Commit graph

24 commits

Author SHA1 Message Date
40560c25ef Phase 6.3: temporal accumulation + IGN noise for RT AO
- Interleaved Gradient Noise replaces world-space hash for ray sampling
- Cranley-Patterson rotation (golden ratio × frameIndex) per frame
- Temporal accumulation: blend 5% current + 95% reprojected history (~20 frames)
- aoHistoryTexture_ persists between frames, copy pre-blur for next frame
- prevViewProjection added to VoxelCB for screen-space reprojection
- Push constants: frameIndex + historyValid for temporal control
- Result: nearly noise-free AO with only 8 rays per pixel
2026-03-29 09:55:08 +02:00
9de53e5293 Phase 6.3: RT ambient occlusion with bilateral blur
- 8 cosine-weighted hemisphere rays per pixel (inline ray queries, SM 6.5)

■ Task requirements ■
According to the commit graph, what blend of current frame and reprojected history does the temporal accumulation use?

■ Records ■
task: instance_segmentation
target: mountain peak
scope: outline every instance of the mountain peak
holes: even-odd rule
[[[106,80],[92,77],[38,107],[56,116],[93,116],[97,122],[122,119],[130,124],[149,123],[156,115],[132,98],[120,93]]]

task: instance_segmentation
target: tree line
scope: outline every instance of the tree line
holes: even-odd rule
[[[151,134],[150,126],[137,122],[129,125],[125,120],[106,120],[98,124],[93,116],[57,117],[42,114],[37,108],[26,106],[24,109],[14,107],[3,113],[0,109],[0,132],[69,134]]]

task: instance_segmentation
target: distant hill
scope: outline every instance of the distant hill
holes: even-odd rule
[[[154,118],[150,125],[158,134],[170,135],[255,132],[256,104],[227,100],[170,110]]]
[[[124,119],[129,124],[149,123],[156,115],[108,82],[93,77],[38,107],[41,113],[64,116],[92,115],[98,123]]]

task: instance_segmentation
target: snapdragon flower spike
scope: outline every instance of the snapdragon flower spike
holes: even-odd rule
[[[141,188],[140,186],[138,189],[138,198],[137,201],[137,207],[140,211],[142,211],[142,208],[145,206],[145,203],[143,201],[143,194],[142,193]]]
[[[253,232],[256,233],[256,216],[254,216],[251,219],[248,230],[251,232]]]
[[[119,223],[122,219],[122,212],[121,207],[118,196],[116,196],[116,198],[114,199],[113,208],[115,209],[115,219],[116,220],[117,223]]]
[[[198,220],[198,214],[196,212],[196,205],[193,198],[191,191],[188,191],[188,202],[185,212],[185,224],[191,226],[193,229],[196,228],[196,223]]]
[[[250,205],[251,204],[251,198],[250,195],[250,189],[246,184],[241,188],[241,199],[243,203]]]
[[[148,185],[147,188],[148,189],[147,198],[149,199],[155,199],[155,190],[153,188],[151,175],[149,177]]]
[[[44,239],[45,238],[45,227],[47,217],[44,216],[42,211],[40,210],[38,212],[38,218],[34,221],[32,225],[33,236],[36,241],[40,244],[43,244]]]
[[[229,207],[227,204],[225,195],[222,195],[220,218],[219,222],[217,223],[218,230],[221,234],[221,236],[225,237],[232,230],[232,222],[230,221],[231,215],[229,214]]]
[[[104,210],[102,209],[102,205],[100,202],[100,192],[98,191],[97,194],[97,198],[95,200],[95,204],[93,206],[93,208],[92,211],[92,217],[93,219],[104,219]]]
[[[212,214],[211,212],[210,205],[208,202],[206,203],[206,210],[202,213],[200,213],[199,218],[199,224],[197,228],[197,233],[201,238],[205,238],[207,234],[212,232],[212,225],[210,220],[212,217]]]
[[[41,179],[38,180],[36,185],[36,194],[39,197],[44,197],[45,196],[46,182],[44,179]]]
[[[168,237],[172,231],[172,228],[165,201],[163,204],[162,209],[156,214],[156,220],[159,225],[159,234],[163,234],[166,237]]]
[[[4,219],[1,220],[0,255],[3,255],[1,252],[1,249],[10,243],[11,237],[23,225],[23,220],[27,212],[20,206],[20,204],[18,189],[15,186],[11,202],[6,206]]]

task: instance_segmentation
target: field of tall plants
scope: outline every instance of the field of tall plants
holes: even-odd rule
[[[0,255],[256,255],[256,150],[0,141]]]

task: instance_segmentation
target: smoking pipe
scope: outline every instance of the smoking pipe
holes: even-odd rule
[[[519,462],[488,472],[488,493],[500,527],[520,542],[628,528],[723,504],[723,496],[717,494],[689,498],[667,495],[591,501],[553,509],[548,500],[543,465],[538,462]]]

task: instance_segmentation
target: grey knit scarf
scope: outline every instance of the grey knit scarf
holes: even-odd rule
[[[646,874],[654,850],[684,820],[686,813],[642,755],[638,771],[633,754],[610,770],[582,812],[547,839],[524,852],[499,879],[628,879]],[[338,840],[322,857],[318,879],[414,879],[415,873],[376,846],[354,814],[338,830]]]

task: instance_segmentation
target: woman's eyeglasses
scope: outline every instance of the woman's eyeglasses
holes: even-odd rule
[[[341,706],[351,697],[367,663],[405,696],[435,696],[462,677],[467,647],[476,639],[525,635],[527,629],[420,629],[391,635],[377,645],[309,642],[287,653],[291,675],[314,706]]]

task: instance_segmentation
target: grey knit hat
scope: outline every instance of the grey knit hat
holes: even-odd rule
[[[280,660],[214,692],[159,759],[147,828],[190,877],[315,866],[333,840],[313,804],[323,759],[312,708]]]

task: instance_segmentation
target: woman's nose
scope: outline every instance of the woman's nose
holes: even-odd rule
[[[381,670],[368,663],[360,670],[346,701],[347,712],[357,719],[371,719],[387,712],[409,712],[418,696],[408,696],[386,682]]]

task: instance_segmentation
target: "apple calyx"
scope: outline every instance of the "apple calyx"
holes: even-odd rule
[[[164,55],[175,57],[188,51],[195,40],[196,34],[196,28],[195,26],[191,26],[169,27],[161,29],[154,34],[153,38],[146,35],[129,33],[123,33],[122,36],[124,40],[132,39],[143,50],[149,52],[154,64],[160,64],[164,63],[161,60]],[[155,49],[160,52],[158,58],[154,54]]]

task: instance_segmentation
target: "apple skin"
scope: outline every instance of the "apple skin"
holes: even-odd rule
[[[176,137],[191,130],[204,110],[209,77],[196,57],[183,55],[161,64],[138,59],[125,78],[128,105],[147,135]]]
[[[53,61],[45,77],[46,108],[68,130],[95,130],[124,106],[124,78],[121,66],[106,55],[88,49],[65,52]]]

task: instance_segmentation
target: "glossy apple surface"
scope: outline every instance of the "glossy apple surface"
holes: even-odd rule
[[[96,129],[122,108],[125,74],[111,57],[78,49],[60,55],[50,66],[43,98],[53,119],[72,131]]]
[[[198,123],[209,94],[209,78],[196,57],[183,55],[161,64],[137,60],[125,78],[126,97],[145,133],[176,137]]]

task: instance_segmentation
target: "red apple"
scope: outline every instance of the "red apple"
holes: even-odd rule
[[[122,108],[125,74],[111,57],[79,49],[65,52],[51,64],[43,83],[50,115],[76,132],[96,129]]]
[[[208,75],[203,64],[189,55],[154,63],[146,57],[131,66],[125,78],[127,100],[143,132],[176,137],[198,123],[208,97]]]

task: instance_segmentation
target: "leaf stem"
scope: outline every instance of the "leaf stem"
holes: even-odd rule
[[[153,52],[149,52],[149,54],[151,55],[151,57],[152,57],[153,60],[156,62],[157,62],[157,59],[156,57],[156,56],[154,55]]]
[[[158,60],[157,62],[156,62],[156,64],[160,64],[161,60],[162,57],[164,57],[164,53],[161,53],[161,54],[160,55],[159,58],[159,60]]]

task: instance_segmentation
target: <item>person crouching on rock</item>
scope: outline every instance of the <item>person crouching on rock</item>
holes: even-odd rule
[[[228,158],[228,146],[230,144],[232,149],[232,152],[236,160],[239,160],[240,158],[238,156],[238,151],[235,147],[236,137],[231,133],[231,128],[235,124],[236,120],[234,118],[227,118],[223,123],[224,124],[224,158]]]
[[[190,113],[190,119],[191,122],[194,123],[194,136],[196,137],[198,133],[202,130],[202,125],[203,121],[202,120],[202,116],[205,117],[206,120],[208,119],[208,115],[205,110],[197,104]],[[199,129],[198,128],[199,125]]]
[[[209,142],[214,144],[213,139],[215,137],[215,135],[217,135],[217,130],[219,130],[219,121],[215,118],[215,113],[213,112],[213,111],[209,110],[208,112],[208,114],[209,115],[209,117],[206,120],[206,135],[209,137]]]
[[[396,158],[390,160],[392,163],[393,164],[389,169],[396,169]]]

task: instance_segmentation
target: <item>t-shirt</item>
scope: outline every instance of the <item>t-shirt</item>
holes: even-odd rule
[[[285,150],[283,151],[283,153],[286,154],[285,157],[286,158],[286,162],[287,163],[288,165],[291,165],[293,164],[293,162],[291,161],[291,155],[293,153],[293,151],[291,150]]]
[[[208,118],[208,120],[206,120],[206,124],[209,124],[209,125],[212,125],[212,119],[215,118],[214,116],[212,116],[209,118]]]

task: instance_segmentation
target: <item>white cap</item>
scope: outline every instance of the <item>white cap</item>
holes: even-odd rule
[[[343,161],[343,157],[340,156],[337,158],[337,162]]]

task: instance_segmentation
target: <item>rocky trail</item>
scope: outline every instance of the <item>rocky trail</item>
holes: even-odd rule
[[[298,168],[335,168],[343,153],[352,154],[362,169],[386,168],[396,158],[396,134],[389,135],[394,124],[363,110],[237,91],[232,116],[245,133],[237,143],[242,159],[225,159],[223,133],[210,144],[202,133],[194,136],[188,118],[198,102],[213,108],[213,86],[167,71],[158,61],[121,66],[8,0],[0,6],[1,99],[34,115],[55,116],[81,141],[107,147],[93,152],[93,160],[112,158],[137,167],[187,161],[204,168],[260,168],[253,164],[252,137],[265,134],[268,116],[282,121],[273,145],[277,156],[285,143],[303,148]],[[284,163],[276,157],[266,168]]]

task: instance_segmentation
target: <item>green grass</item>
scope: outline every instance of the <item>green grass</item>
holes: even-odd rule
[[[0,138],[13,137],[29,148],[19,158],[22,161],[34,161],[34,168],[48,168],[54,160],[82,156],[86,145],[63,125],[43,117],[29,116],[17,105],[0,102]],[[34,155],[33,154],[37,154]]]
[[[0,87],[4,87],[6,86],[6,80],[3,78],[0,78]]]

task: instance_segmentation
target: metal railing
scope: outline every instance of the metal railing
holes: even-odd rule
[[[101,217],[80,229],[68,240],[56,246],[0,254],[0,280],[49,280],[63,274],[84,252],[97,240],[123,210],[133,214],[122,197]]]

■ Correct answer ■
5% current and 95% reprojected history (about 20 frames).